What is needed:
Look through the records that follow. Copy every line containing the word "tank".

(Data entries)
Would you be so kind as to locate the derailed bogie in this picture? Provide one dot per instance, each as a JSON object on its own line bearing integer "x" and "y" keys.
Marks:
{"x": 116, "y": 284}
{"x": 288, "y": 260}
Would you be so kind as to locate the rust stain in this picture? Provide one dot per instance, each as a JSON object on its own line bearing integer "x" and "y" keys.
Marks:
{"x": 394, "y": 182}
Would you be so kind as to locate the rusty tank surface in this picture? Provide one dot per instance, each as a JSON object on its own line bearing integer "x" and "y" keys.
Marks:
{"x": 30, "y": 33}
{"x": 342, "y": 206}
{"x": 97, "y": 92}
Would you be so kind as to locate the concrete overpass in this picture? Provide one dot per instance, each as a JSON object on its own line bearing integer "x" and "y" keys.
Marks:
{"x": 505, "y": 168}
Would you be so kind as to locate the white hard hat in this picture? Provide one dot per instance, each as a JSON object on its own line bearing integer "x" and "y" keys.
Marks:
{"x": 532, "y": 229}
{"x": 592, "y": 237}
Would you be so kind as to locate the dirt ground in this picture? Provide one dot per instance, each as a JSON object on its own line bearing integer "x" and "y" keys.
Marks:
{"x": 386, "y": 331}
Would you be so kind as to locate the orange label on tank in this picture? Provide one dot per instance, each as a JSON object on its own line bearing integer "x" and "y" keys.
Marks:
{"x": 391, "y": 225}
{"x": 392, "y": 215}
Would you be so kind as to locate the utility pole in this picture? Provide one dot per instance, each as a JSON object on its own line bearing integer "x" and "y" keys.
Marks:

Exercise output:
Would you be so kind as to locate the rusty tank surface in this picture? Provide one dot per instance, each as a JSON object on its own line bearing integer "x" and "y" keys.
Would you be so kind as to locate the orange label on tank in this picture? Provide one dot per instance, each as a JSON object on its own line bearing integer "x" and "y" keys.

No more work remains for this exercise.